GOAL OF THE EXERCISE
Look at each line of the listing. Copy those that hold the string "target".

EXTRACTED INFORMATION
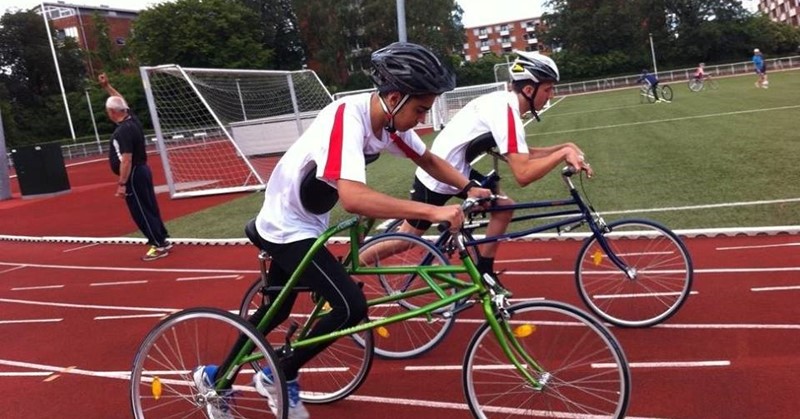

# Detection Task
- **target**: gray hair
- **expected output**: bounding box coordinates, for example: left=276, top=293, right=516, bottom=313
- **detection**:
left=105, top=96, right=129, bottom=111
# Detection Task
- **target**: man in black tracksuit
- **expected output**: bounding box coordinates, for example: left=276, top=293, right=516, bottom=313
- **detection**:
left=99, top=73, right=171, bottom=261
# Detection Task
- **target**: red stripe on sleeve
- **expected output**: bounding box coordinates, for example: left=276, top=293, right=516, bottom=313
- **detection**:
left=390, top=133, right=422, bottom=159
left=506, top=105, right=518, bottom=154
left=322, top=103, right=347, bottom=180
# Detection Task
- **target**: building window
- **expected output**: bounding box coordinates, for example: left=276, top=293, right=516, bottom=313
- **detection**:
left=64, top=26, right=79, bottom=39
...
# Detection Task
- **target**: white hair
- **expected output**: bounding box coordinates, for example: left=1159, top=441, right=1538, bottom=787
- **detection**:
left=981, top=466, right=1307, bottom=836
* * *
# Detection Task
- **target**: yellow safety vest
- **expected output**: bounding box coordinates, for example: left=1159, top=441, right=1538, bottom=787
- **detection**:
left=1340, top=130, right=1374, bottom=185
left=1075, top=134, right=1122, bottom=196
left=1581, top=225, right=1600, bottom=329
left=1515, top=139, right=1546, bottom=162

SOLUTION TO THIS PROBLEM
- **target**: gray hair
- **target**: man in black tracksuit
- **target**: red stripe on sleeve
- **target**: building window
- **target**: white hair
- **target**: yellow safety vest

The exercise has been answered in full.